-- begin SUPPLIED TEXT --

About halfway through this document, I was expecting (and hoping) to
say that I supported its publication.  I still think it's a good doc,
but I think there are several substantive issues that need to be
addressed.  I'll start with the most important, then move on to less
substantive stuff.  Minor editorial points have been sent directly to
the editors.

-- Sam


Section 4.2.1 This section says that the pre-publish scheme doesn't
work for KSK rollover (4.2.2.3 says the same thing.) -- I thought
pre-publishing did work, so long as you were prepublishing DS records
in the parent (hence publishing multiple DS records).  The current
language seems to imply that no pre-publish scheme will work, and I'm
extremely uncomfortable with that.  Would you consider saying that
pre-publishing DS records would work?

Section 4.4.2 suggests storing DNSKEYs, not DSs.  I think this is bad
advice -- DS message digest algorithms may be used for signaling (of,
for example, use of NSEC3), so the child may want to choose the
message digest algorithm.  Rather than require the parent to support
them all, why not just let the child provide the hash?

Examples (sections 4.2.1, 4.2.2.1, 4.2.2.2, 4.2.3): Why do you show
both keys, particularly the ZSK, signing the DNSKEY RRset?  I think
the examples would be clearer if only the KSK signed the DNSKEY RRset.
Alternatively, add text explaining why the RRSIG is there and
explaining that it's not strictly necessary.

I found section 4.3 (and 4.3.1 and 4.3.2) very confusing (in fact,
those are the sections that I got most stuck on as I tried to finish
this review).  For instance, it says "the local zone can only be
resigned with the new KSK after [there's a new DS in the parent]".

-- end SUPPLIED TEXT --

WHAT TO WORK ON
1) Repeat the review word for word, everything from "Section 4.4.2 suggests" down to "not strictly necessary.".
2) Using the review, say whether each statement agrees with it, answering yes or no and quoting the words that decide it: (a) The reviewer sent minor editorial points straight to the editors. (b) Section 4.4.2 suggests storing DS records rather than DNSKEYs. (c) The reviewer found section 4.3 easy to follow.
Work only from the review above.

-- begin STORED ROWS --

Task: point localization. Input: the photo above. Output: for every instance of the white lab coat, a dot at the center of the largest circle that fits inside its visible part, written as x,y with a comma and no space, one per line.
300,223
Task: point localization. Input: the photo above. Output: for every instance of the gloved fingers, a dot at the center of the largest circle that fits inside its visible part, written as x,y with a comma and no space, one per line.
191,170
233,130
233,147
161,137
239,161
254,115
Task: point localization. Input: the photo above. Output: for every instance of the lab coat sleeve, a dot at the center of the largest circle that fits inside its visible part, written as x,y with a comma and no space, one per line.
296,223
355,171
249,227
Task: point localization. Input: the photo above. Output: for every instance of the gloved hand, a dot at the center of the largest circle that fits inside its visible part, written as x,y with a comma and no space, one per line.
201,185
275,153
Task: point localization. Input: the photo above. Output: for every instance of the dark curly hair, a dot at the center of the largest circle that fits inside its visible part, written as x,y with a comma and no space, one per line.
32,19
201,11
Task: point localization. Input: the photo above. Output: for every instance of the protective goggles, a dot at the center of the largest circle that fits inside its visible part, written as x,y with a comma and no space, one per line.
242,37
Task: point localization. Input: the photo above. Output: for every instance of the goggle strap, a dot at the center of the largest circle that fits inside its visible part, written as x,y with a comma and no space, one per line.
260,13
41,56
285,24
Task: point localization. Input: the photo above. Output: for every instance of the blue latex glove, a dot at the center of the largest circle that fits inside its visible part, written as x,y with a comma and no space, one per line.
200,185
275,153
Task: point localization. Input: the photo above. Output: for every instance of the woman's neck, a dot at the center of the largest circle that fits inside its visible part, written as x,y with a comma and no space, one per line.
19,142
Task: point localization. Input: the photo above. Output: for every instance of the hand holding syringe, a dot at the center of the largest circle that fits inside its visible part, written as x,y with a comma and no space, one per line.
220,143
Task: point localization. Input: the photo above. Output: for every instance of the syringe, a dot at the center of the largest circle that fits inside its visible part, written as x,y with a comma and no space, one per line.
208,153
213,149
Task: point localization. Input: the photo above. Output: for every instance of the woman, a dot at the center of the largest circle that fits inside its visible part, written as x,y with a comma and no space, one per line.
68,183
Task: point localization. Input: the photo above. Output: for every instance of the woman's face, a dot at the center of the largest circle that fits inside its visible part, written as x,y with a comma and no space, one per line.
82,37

-- end STORED ROWS --
-- begin STORED ROWS --

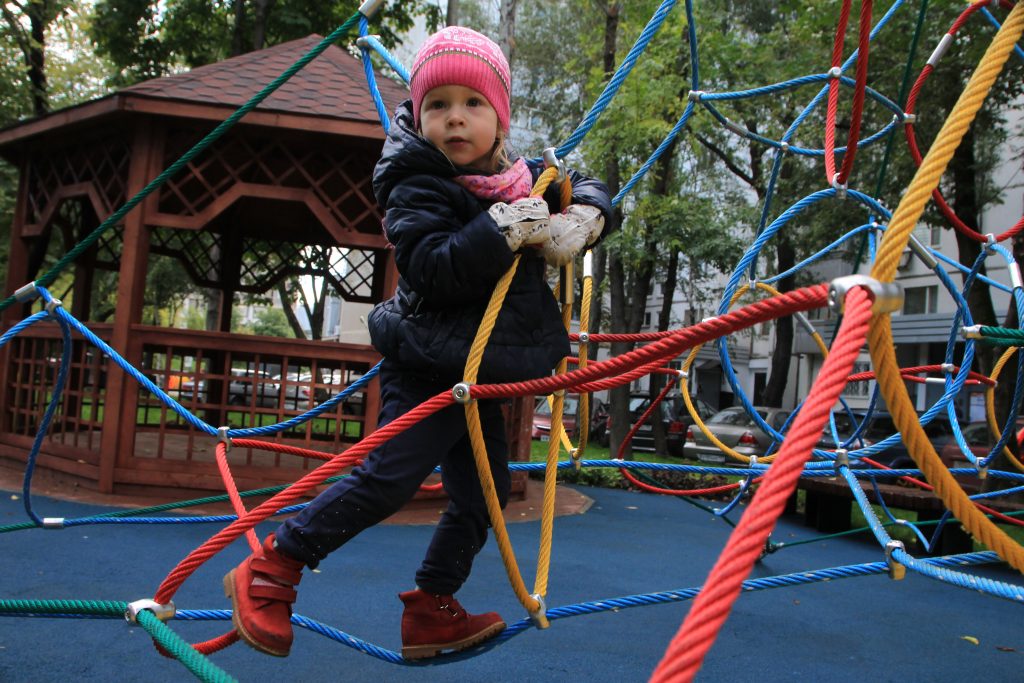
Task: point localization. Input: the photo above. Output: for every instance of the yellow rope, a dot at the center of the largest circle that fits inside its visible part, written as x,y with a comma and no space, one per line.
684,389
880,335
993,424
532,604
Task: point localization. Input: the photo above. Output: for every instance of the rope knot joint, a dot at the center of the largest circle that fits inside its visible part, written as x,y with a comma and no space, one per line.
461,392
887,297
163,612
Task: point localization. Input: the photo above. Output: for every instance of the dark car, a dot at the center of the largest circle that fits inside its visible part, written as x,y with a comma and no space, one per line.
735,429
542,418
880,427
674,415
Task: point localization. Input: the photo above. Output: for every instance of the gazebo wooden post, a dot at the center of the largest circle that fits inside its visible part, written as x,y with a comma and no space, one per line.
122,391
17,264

-- end STORED ROWS --
-- begin STORED ROWS --

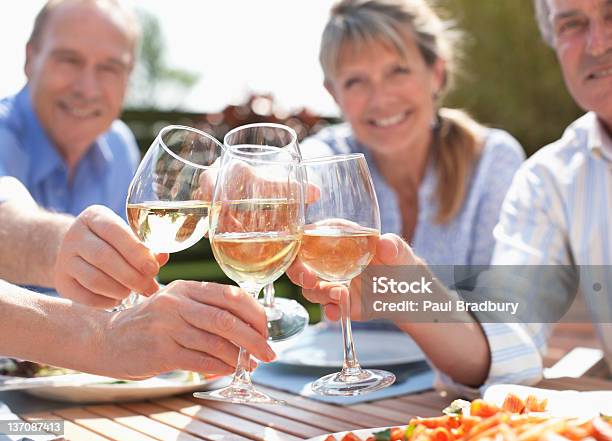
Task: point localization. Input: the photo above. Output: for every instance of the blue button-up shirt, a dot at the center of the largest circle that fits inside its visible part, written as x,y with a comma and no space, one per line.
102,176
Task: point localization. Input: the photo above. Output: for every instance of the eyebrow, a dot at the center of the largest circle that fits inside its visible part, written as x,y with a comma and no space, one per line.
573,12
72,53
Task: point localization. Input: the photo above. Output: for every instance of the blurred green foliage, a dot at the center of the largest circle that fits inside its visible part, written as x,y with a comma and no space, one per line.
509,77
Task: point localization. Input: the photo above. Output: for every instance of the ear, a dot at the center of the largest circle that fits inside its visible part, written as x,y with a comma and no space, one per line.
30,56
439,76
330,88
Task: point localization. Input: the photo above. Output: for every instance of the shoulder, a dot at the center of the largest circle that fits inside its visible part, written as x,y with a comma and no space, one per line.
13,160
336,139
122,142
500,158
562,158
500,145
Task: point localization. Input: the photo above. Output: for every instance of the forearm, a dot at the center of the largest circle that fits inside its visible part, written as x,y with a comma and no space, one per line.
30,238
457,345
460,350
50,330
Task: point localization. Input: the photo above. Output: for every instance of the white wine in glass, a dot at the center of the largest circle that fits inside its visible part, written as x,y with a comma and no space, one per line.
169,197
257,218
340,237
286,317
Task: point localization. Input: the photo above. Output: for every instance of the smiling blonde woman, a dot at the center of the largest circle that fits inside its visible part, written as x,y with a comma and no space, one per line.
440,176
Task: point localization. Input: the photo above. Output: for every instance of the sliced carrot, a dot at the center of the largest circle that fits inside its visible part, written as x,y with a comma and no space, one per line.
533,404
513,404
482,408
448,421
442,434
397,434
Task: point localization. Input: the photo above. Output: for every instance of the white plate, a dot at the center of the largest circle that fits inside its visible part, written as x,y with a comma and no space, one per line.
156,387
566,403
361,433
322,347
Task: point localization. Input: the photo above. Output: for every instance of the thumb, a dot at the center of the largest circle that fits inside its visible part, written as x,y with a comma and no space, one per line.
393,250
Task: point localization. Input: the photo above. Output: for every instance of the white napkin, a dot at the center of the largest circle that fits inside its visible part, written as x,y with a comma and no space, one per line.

-- end STORED ROWS --

IN RESPONSE
1)
Section 4.4.2 suggests storing DNSKEYs, not DSs.  I think this is bad
advice -- DS message digest algorithms may be used for signaling (of,
for example, use of NSEC3), so the child may want to choose the
message digest algorithm.  Rather than require the parent to support
them all, why not just let the child provide the hash?

Examples (sections 4.2.1, 4.2.2.1, 4.2.2.2, 4.2.3): Why do you show
both keys, particularly the ZSK, signing the DNSKEY RRset?  I think
the examples would be clearer if only the KSK signed the DNSKEY RRset.
Alternatively, add text explaining why the RRSIG is there and
explaining that it's not strictly necessary.

2)
(a) Yes: "Minor editorial points have been sent directly to the editors."
(b) No: "Section 4.4.2 suggests storing DNSKEYs, not DSs."
(c) No: "I found section 4.3 (and 4.3.1 and 4.3.2) very confusing"